* [PROBLEM SET]:
1) Answer these from the article about the MGR tribute event:
(a) Which song did the seven dancers perform for the Praise for Tamil?
(b) In how many Tamil films did M R Radha act with MGR?
(c) What must a person be before the association will register them as a member?
2) Carry on the article about the MGR tribute event, writing on from its last sentence.

* [ARTICLE]:
---------------
As was rightly said by the compere, Devarajan; and as he was compendiously introducing the need for such a programme, it was like telling a child the taste of an ice cream or a cookie, MGR needed no introduction amidst the sprawling spectators, who completely reduced every gap for movement in  the K R Soma auditorium by their propinquity and reverence for the actor whose demise 20 years ago had had  left behind the prosody of verses and songs though of yesteryear yet reminded the motivation of life for many of the older members, who organised and graced this particular occasion. There were some datuks amongst them, who sat amidst the crowd and endorsed the legacy of MGR in his incessant call for  duty, integrity and discipline.
The propulsive event commenced with the Praise for Tamil. This practice dates back to two thousand years, whence every Tamil or Tamil function must needs to praise the mother tongue of the race that has survived all kinds of persecution and pestilence and yet never gave up its culture and language. The praise was very unique. Seven artists all dressed in various styles depicting MGR danced in rendition of the famous song Oru Thai Makkal Naam Enbom (Let us all say we are children of one mother).
Devarajan by his spectacular mimicry and as a gifted ventriloquist spoke severally in MGR’s own voice and also in the voices of various Tamil legends like C N Annadurai, Kalaingar M Karunanidhi, Kamal Hassan, Rajinikanth and even so like the villain actor, M R Radha, who had acted in 25 Tamil films with the legendary actor and who in real life  had shot and injured him seriously; skillfully  introduced song after song that were beautifully choreographed and brought into rendition by various MGR followers like Puchong Sekar, MGR Hari and Anbalagan. Some of the songs made the auditorium hailing and moony.
In the middle of the programme the chairman of the association Mathavan, spoke about how MGR has influenced his own life and many of the members of the association.
Though in his late seventies, Mathavan willfully asserted that MGR was man of great principles and had influenced millions of Tamils around the world by his altruism and love for the socially marginalised people, through his movies.
He also asserted that the association will only register a member after finding out that he or she must be a non-smoker, a teetotaler and disciplined in every area of his or her life with duty to the community, with integrity and discipline as espoused by MGR.  Amidst these events the well-known Tamil writer Ramadas Manoharan elucidated some important incidents leading to the composing of some of  MGR’s leading movie songs.
---------------
* [INFORMATION SUPPLIED]:
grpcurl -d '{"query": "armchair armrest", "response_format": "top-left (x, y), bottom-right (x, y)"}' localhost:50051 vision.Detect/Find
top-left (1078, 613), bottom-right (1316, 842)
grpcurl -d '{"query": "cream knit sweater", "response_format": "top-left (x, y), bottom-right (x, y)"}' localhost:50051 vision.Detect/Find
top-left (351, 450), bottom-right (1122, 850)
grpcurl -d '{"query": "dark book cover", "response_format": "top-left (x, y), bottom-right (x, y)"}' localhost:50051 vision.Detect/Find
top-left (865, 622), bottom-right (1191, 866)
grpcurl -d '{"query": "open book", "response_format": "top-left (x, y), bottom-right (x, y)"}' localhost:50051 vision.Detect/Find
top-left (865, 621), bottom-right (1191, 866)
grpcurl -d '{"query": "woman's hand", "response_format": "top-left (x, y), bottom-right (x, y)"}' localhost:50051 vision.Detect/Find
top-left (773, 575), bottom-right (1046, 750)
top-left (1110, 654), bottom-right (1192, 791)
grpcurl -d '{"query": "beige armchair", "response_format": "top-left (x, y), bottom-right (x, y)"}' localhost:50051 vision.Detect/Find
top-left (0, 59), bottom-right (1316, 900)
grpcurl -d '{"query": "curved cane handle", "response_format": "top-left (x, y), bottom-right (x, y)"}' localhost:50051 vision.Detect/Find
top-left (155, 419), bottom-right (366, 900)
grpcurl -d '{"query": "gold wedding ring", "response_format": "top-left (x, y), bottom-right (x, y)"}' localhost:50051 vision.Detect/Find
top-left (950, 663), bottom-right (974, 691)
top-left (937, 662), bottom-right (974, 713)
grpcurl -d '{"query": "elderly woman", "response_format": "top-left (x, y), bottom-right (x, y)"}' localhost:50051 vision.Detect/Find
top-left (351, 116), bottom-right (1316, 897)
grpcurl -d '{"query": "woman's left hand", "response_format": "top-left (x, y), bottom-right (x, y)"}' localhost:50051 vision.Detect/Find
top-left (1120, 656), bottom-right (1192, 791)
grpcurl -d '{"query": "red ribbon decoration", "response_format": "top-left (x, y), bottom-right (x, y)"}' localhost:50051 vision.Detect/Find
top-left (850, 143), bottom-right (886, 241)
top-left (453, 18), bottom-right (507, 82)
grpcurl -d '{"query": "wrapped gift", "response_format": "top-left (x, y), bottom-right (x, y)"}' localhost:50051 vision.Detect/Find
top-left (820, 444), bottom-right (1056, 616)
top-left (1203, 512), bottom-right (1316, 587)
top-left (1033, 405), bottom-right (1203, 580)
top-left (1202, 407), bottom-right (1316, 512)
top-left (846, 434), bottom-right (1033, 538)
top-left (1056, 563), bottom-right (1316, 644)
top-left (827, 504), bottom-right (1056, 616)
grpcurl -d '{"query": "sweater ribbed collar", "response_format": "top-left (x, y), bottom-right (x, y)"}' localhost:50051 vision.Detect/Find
---------------
* [ANSWERS GIVEN]:
1)
(a) Oru Thai Makkal Naam Enbom (Let us all say we are children of one mother).
(b) 25.
(c) A non-smoker, a teetotaler, and disciplined in every area of life, with duty to the community, integrity and discipline.

2)
MGR was born  on Jan 17, 1917 in  Kandy in British Ceylon to immigrant Malayali parents, Melakkath Gopala Menon and Maruthur Satyabhama. His family was originally from Palakkad, Kerala. Melakkath Gopala Menon had been excommunicated in 1903, regarding an allegation that dealt with an illicit relationship with a widowed Brahmin woman; and hence he left his family, and married Maruthur Satyabhama and left for Ceylon.
On returning to India and making Chennai his hometown with his mother and elder brother Chakrapani, MGR an ardent devotee of Lord Muruga began acting in dramas and plays. His film debut came in 1935 when he acted in the Tamil movie Sathi Leelavathi directed by the American born director Ellis Dungan. However his major breakthrough came in 1947 when he acted in Manthiri Kumari, written by M Karunanidhi.
During this time he was a member of the Indian National Congress and always wore the white khadi. However in 1953, he joined the Dravida Munettra Kazahagam (DMK), very much influenced and convinced by M Karunanidhi. Since then he had had aligned himself with the Self-Respect Movement initiated by E V amasamy Periyar and politically developed into DMK by C N Annadurai.
He had acted over 138 Tamil movies until 1980 and in every movie that he had had acted he had inspired the spectators on how to serve humanity, treat everyone as equals and to give and to donate and  to work hard to succeed in life and to respect and love one’s mother and to engage in useful activities and to abstain from liquor, smoking and other kinds of ill-manners  and to behave respectfully.
I would personally recall a friend of mine though about ten years older to me in Bukit Tembok, Seremban in 1970s; this employee of Federal Dispensary, Ponnusamy popularly known as Chander, would evince in his behaviou and mannerisms as an apt and compatible MGR follower. Though we used to tease him, he kept his loft high for his leader and in concurrence with the event in K R Soma Auditorium, I recalled the same Chander in many of the older members, who were there to show the caring part of human life to everyone around some depicting a strong discipleship.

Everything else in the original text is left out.